TASK INSTRUCTIONS
Find the line that contains "Where can you spot the woman in black" and print it and every line after it, exactly, please.

═══ RAW RECORDS ═══

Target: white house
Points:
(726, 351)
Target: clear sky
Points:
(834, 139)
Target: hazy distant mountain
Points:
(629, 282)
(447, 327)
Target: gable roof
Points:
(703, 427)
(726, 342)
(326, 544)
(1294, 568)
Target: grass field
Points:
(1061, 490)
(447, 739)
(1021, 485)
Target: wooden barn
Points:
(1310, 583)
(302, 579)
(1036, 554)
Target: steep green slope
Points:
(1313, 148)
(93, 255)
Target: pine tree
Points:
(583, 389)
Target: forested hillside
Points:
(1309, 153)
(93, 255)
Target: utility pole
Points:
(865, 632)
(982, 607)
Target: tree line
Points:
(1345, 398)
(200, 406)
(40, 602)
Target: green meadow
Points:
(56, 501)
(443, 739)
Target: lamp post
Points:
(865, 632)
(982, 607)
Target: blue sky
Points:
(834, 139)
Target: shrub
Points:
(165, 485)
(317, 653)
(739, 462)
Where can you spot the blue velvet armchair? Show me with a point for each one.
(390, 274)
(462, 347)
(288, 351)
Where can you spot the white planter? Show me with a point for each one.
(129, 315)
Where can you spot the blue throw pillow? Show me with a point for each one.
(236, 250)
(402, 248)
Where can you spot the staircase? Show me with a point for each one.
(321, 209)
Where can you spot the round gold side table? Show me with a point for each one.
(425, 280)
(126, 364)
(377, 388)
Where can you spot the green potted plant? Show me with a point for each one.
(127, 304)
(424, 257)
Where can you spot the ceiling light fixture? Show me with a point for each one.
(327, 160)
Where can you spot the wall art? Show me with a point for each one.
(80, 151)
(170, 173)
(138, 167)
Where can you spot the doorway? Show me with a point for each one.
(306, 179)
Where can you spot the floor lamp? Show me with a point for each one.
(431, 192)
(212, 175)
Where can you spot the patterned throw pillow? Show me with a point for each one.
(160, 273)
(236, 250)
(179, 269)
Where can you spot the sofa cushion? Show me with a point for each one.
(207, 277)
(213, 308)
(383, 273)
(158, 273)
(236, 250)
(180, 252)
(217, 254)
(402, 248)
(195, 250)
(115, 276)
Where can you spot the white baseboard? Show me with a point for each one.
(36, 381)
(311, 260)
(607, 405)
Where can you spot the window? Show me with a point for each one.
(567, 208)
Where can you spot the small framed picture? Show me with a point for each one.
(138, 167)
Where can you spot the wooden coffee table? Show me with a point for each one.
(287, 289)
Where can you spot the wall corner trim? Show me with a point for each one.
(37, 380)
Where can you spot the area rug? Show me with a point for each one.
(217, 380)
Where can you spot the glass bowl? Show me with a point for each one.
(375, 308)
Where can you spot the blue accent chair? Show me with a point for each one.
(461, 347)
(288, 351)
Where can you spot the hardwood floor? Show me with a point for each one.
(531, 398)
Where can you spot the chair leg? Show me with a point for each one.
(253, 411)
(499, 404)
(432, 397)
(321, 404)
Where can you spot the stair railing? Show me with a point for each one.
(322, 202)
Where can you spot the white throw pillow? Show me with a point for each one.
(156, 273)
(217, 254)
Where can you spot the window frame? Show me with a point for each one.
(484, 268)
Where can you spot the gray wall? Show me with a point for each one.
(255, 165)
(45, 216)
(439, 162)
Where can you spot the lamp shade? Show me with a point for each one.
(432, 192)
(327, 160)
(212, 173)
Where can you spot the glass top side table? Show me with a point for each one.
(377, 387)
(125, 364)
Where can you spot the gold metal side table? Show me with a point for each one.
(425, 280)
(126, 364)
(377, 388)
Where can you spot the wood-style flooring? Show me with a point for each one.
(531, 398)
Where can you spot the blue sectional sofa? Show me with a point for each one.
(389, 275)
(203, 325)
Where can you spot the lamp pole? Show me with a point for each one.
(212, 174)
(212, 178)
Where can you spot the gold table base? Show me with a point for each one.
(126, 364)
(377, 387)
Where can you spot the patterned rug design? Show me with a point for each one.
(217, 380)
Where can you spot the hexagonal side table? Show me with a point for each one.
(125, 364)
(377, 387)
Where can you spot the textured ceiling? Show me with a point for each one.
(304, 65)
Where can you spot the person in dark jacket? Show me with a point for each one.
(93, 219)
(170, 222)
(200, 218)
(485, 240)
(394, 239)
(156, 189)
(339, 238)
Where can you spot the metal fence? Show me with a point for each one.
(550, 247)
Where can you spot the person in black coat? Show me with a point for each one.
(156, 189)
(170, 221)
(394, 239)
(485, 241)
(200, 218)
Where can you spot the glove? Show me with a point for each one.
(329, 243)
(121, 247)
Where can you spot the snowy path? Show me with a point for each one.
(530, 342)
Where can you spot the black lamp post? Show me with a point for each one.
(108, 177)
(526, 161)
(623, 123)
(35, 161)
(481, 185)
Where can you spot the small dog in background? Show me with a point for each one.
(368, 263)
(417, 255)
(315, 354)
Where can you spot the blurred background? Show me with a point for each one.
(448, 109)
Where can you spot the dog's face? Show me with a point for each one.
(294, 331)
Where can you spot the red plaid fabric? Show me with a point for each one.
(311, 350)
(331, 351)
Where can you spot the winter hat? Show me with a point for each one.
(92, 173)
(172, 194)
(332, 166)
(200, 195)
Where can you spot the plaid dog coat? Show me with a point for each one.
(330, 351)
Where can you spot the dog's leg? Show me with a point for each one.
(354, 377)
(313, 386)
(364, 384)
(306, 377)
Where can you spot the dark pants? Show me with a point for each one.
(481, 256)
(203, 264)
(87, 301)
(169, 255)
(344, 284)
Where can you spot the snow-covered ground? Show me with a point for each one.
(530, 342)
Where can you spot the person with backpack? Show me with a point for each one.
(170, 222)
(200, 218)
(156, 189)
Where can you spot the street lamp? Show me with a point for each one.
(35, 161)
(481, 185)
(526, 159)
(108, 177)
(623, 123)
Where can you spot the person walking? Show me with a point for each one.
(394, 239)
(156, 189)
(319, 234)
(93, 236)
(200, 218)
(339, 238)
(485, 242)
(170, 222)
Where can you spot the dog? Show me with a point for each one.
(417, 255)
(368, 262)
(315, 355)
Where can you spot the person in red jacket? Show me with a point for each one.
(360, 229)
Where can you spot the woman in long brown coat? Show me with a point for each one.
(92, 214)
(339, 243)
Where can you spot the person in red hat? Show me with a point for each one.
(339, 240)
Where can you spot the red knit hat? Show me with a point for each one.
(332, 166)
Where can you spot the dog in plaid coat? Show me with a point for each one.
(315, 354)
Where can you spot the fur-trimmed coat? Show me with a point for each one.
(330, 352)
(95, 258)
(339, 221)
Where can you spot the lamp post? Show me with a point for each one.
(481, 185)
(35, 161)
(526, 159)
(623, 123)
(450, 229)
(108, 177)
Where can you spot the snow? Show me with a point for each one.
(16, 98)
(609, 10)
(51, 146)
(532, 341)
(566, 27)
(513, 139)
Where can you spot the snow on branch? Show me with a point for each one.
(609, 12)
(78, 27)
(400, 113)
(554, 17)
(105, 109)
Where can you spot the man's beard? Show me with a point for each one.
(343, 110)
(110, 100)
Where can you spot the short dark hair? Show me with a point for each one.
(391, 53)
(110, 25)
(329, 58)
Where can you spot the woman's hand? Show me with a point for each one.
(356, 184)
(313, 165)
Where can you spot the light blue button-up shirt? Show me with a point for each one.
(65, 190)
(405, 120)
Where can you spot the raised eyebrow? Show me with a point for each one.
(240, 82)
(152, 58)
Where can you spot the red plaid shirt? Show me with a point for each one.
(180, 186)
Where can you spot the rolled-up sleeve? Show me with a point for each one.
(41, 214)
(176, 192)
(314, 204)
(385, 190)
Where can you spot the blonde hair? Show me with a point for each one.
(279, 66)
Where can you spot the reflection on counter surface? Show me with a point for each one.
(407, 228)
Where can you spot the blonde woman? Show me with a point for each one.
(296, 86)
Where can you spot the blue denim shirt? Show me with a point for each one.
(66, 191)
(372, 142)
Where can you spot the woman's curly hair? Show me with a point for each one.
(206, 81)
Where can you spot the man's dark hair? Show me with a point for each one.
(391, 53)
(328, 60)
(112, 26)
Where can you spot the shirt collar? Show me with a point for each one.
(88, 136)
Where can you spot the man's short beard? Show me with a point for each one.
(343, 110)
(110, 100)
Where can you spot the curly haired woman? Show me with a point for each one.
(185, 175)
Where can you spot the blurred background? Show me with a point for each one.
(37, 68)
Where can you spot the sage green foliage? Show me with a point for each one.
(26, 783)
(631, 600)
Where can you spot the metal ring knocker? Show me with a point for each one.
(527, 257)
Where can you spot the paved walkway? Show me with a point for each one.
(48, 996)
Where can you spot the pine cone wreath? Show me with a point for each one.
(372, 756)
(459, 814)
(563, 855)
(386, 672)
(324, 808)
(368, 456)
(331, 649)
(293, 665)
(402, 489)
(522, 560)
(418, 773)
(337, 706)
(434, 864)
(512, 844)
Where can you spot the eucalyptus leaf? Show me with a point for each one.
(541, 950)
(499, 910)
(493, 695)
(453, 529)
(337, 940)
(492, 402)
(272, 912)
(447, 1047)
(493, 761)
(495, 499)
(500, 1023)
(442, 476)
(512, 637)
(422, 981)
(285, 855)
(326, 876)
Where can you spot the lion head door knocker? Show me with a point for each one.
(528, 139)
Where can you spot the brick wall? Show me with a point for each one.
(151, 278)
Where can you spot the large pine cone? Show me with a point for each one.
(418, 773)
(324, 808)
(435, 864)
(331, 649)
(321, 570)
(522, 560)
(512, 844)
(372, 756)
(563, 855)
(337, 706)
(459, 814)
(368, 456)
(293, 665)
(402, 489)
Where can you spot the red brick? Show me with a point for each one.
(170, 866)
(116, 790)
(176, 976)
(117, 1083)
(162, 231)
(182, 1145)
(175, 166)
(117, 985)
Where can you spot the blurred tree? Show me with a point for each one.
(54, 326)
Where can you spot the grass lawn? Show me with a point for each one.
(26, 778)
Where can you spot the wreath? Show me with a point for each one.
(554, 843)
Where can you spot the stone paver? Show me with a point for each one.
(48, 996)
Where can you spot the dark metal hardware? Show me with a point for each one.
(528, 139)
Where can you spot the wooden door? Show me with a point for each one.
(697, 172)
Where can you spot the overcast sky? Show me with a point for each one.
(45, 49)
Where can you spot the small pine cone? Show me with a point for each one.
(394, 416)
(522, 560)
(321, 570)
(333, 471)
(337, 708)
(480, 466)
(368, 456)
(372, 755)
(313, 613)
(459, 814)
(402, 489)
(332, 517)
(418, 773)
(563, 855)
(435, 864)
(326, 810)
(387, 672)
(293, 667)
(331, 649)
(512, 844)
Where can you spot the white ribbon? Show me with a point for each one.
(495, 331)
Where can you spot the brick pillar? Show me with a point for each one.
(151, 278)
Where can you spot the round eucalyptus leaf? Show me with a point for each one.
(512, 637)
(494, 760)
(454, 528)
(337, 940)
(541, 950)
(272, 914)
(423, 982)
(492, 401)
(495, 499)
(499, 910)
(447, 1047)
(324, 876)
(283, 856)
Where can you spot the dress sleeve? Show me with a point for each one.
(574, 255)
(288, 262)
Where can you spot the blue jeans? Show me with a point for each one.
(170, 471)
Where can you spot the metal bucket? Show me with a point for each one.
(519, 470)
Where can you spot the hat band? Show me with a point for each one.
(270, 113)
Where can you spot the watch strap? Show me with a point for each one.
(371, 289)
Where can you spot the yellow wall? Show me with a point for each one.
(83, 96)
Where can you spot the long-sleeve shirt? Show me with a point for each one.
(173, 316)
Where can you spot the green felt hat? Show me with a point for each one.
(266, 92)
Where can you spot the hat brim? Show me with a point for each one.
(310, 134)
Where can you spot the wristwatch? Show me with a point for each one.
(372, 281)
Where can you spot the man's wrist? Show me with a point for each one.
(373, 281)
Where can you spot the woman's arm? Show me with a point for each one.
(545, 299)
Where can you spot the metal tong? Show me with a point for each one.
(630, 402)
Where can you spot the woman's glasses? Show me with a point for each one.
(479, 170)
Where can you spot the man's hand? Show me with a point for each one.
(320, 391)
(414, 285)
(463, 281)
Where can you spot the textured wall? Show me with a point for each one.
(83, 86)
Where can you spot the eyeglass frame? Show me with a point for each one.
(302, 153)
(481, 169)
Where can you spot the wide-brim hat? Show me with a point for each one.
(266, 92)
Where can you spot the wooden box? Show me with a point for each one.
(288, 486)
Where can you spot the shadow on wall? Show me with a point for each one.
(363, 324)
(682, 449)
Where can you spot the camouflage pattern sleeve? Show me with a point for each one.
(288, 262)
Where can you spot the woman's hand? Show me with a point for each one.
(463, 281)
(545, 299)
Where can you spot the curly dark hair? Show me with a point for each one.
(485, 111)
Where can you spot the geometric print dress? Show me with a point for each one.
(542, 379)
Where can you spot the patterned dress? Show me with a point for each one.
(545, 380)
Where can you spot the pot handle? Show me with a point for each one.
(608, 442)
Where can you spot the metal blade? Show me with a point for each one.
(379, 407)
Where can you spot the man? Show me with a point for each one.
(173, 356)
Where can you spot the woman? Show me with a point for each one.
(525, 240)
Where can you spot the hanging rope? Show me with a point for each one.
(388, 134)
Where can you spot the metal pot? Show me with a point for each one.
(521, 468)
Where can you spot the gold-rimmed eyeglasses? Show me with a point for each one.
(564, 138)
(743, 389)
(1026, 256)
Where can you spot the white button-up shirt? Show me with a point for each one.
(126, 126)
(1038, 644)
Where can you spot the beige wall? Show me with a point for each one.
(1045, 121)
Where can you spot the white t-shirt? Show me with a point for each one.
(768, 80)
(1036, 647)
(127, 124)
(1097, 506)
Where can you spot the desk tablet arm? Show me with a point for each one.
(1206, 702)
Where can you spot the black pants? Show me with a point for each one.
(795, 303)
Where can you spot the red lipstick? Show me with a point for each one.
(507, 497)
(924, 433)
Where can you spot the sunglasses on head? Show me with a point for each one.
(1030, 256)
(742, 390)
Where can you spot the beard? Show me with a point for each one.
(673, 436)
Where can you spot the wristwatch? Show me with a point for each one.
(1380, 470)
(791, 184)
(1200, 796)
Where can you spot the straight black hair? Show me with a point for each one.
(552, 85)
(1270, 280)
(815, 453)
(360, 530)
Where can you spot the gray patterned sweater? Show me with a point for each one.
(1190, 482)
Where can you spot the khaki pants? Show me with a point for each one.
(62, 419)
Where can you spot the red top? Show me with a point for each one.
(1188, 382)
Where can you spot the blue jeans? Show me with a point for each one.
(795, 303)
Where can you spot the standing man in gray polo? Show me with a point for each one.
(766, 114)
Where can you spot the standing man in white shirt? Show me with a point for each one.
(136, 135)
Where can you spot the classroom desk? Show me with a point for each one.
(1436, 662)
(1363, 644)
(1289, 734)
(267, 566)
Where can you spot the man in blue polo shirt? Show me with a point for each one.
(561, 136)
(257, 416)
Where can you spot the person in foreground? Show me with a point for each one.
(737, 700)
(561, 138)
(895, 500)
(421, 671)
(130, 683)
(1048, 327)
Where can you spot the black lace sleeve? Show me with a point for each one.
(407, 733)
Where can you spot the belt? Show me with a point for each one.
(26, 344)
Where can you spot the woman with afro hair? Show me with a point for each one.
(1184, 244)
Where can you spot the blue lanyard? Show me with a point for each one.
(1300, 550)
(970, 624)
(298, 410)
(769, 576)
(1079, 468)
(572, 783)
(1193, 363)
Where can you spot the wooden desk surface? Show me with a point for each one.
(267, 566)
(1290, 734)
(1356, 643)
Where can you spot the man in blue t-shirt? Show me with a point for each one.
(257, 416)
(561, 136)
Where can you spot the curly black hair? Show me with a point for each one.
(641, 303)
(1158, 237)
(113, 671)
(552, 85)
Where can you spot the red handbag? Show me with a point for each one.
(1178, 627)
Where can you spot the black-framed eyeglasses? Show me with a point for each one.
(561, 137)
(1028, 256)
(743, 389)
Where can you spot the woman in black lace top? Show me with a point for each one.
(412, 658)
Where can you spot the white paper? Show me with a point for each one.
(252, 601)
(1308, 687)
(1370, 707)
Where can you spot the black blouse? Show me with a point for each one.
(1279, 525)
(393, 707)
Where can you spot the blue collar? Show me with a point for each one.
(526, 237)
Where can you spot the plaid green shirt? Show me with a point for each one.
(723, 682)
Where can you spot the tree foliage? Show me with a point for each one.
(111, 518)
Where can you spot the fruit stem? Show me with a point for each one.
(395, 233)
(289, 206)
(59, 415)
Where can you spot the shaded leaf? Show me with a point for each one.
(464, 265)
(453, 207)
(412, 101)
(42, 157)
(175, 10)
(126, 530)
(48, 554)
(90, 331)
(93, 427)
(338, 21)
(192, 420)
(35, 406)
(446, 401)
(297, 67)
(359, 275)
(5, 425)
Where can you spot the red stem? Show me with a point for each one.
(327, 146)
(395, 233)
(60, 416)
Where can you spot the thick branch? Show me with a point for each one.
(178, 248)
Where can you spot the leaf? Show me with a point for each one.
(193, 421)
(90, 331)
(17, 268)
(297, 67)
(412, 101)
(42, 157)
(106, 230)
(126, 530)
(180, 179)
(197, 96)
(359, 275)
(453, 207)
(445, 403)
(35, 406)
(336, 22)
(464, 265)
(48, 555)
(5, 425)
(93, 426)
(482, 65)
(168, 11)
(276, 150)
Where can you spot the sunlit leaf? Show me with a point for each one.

═══

EXERCISE RESPONSE
Where can you spot the woman in black lace top? Show me with a point for each one.
(412, 658)
Where can you spot the white paper? Show me with a point for each one.
(252, 601)
(1308, 687)
(1370, 707)
Where can you spot the black blouse? Show me with a point for each one.
(1279, 525)
(393, 707)
Where can you spot the blue collar? Show me with a point for each one.
(526, 237)
Where can you spot the plaid green shirt? Show me with a point for each one.
(723, 682)
Where can you spot the tree foliage? Show me with a point for each one.
(111, 518)
Where can you spot the fruit stem? Show me with a point for each one.
(395, 233)
(289, 206)
(59, 415)
Where can you spot the shaded leaf? Show me with a point for each one.
(464, 265)
(453, 207)
(412, 101)
(42, 157)
(175, 10)
(126, 530)
(48, 554)
(90, 331)
(93, 427)
(338, 21)
(192, 420)
(35, 406)
(446, 401)
(297, 67)
(359, 275)
(5, 425)
Where can you spot the red stem? Show me with a point for each one.
(327, 146)
(395, 233)
(60, 416)
Where can you spot the thick branch? Show me with a point for each one.
(178, 248)
Where can you spot the leaf? Show me with a point for each one.
(193, 421)
(90, 331)
(17, 268)
(297, 67)
(412, 101)
(42, 157)
(106, 230)
(126, 530)
(180, 179)
(197, 96)
(359, 275)
(453, 207)
(445, 403)
(35, 406)
(336, 22)
(464, 265)
(48, 555)
(5, 425)
(93, 426)
(482, 65)
(168, 11)
(276, 150)
Where can you spot the sunlit leaf? Show me with a point for each one.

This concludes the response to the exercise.